_Work to complete_.
**A.** In two sentences, summarize the forum thread about exporting a model with torch.export and exir.capture.
**B.** According to the forum thread about exporting a model with torch.export and exir.capture, which operator is reported as not Aten Canonical?
**C.** Resume the forum thread about exporting a model with torch.export and exir.capture, picking up after its last line.

[BEGIN Extract]

Put another way what is the equivalent of open("tfmodel.pte", "wb").write(.exir.capture().to_edge().to_executorch().buffer) when using torch.export?
Thanks
@adonnini
Let me know if this answers your question.
Hi @kimishpatel thanks for the response. I did save the model exported with torch.export without any problems. And, I did read the examples and related tutorials (several times).
Unfortunately, exir.capture does not work for me. As you can see from the traceback I posted in my message yesterday (please see above).
I also tried to load a saved model (and its dictionary) and then use it as one of the arguments for exir.capture. It failed with the traceback below.
torch.export works with a saved model.
I cannot see from the traceback above what causes the exir.capture failure. What do you think? What should I do next ?
File "/home/adonnini1/Development/ContextQSourceCode/NeuralNetworks/trajectory-prediction-transformers-master/train.py", line 334, in <module>
print(exir.capture(model_loaded, (VAL_INPUT, DEC_INPUT, DEC_SOURCE_MASK, DEC_TARGET_MASK)).to_edge())
File "/home/adonnini1/Development/ContextQSourceCode/NeuralNetworks/trajectory-prediction-transformers-master/executorch/exir/program/_program.py", line 168, in to_edge
return _to_edge(self, config)
File "/home/adonnini1/Development/ContextQSourceCode/NeuralNetworks/trajectory-prediction-transformers-master/executorch/exir/program/_program.py", line 283, in _to_edge
EXIRATenDialectVerifier()(ep.exported_program.graph_module)
File "/home/adonnini1/anaconda3/lib/python3.9/site-packages/torch/_export/verifier.py", line 58, in __call__
self.check_valid(gm)
File "/home/adonnini1/anaconda3/lib/python3.9/site-packages/torch/_export/verifier.py", line 117, in check_valid
self.check_valid_op(node.target)
File "/home/adonnini1/anaconda3/lib/python3.9/site-packages/torch/_export/verifier.py", line 166, in check_valid_op
raise SpecViolationError(
torch._export.verifier.SpecViolationError: Operator torch._ops.aten.detach.default is not Aten Canonical.

[END Extract]
[BEGIN Material supplied]

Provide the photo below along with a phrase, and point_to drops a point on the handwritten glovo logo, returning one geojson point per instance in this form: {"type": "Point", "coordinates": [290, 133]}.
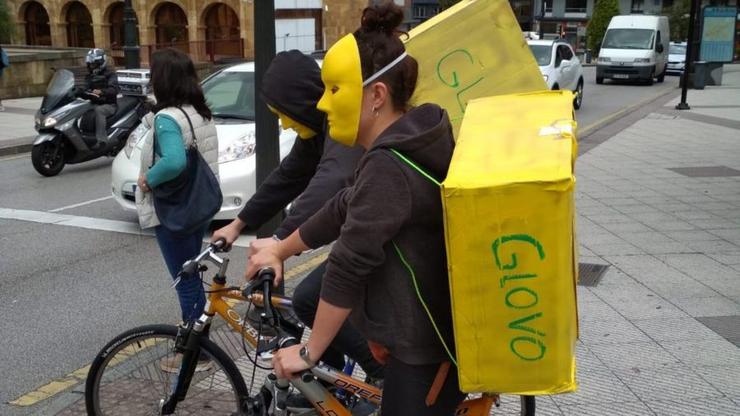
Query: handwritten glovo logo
{"type": "Point", "coordinates": [528, 342]}
{"type": "Point", "coordinates": [460, 71]}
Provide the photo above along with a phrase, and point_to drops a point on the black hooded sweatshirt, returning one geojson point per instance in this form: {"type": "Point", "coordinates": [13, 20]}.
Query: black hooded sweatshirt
{"type": "Point", "coordinates": [316, 168]}
{"type": "Point", "coordinates": [392, 202]}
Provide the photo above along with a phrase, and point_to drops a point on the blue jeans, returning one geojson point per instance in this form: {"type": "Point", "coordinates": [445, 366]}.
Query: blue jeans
{"type": "Point", "coordinates": [176, 250]}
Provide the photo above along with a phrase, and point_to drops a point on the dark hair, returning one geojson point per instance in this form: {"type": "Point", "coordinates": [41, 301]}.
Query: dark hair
{"type": "Point", "coordinates": [175, 82]}
{"type": "Point", "coordinates": [379, 44]}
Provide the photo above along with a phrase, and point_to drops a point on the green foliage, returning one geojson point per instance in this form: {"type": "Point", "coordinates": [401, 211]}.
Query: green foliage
{"type": "Point", "coordinates": [7, 25]}
{"type": "Point", "coordinates": [446, 4]}
{"type": "Point", "coordinates": [678, 19]}
{"type": "Point", "coordinates": [604, 10]}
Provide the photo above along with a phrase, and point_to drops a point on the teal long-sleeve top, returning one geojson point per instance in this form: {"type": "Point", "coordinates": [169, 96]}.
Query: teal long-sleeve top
{"type": "Point", "coordinates": [170, 149]}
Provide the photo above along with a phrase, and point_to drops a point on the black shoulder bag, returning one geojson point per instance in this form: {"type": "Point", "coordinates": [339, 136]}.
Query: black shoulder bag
{"type": "Point", "coordinates": [189, 201]}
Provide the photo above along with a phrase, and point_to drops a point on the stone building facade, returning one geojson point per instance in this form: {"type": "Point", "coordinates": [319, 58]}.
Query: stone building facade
{"type": "Point", "coordinates": [207, 29]}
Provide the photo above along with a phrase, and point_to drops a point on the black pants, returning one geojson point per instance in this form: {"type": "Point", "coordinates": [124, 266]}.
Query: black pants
{"type": "Point", "coordinates": [406, 388]}
{"type": "Point", "coordinates": [348, 341]}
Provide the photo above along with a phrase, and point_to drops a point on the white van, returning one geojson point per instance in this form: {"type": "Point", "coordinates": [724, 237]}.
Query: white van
{"type": "Point", "coordinates": [634, 47]}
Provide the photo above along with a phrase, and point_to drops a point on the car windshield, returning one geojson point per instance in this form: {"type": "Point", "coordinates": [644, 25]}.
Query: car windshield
{"type": "Point", "coordinates": [628, 39]}
{"type": "Point", "coordinates": [230, 94]}
{"type": "Point", "coordinates": [677, 50]}
{"type": "Point", "coordinates": [542, 54]}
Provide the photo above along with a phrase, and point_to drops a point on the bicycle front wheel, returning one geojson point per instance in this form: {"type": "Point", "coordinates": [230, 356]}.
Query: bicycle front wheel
{"type": "Point", "coordinates": [133, 375]}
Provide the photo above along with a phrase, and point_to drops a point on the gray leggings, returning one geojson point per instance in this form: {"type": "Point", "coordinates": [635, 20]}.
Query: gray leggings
{"type": "Point", "coordinates": [102, 112]}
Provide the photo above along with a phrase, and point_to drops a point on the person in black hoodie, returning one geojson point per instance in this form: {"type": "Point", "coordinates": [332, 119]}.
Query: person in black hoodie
{"type": "Point", "coordinates": [388, 226]}
{"type": "Point", "coordinates": [313, 172]}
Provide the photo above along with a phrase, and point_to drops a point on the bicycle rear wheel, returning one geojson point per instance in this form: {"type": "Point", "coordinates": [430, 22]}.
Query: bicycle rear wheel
{"type": "Point", "coordinates": [126, 378]}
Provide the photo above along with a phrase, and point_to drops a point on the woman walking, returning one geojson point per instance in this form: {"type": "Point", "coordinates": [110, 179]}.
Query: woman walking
{"type": "Point", "coordinates": [182, 120]}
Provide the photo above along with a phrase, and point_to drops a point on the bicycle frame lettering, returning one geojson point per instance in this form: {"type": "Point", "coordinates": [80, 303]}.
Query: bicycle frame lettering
{"type": "Point", "coordinates": [528, 342]}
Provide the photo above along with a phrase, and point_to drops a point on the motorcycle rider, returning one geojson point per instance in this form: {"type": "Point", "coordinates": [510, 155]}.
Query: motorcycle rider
{"type": "Point", "coordinates": [101, 88]}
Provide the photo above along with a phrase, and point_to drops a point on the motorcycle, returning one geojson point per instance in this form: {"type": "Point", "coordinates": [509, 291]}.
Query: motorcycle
{"type": "Point", "coordinates": [66, 126]}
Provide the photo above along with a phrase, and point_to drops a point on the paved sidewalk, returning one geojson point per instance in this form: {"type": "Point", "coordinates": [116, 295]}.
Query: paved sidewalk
{"type": "Point", "coordinates": [16, 125]}
{"type": "Point", "coordinates": [660, 332]}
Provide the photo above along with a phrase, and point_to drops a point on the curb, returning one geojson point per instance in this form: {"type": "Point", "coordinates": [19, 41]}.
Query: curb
{"type": "Point", "coordinates": [583, 133]}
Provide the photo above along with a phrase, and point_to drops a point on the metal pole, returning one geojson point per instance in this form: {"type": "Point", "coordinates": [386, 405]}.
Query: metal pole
{"type": "Point", "coordinates": [268, 145]}
{"type": "Point", "coordinates": [130, 37]}
{"type": "Point", "coordinates": [683, 105]}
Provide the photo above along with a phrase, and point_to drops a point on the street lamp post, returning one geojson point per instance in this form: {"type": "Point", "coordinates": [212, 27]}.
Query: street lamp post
{"type": "Point", "coordinates": [683, 105]}
{"type": "Point", "coordinates": [130, 38]}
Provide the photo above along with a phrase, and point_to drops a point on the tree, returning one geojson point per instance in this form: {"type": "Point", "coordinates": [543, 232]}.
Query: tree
{"type": "Point", "coordinates": [678, 18]}
{"type": "Point", "coordinates": [7, 26]}
{"type": "Point", "coordinates": [604, 10]}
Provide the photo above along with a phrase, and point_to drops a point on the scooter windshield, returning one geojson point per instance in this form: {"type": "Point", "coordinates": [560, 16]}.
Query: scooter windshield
{"type": "Point", "coordinates": [60, 88]}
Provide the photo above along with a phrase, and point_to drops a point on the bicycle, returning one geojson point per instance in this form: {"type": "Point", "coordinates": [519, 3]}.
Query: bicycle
{"type": "Point", "coordinates": [126, 375]}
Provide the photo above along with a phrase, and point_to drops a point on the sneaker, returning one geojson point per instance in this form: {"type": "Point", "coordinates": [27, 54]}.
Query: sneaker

[END Material supplied]

_Responses per task_.
**A.** A poster asks what the torch.export equivalent is of writing an exir.capture program to a .pte file, and says that saving the model with torch.export works but exir.capture fails, including when a loaded saved model is passed to it. The traceback shown ends with a SpecViolationError stating that the operator torch._ops.aten.detach.default is not Aten Canonical.

**B.** torch._ops.aten.detach.default

**C.**
oh seems like aten.detach is not considered core op. For now make this, https://github.com/pytorch/executorch/blob/main/exir/capture/_config.py#L34, False. And try again. Note that you can pass it also via config to to_edge. cc: @guangy10
I made the change you suggested. Now the code fails with the following error:
Traceback (most recent call last):
File "/home/adonnini1/anaconda3/lib/python3.9/site-packages/torch/fx/passes/infra/pass_manager.py", line 270, in __call__
res = fn(module)
File "/home/adonnini1/anaconda3/lib/python3.9/site-packages/torch/fx/passes/infra/pass_base.py", line 41, in __call__
self.ensures(graph_module)
File "/home/adonnini1/Development/ContextQSourceCode/NeuralNetworks/trajectory-prediction-transformers-master/executorch/exir/passes/__init__.py", line 311, in ensures
raise RuntimeError(f"Missing out variants: {self.missing_out_vars}")
RuntimeError: Missing out variants: {'aten::alias'}
The above exception was the direct cause of the following exception:
Traceback (most recent call last):
File "/home/adonnini1/Development/ContextQSourceCode/NeuralNetworks/trajectory-prediction-transformers-master/train.py", line 340, in <module>
open("tfmodel.pte", "wb").write(exir.capture(model_loaded, (VAL_INPUT, DEC_INPUT, DEC_SOURCE_MASK, DEC_TARGET_MASK)).to_edge().to_executorch().buffer)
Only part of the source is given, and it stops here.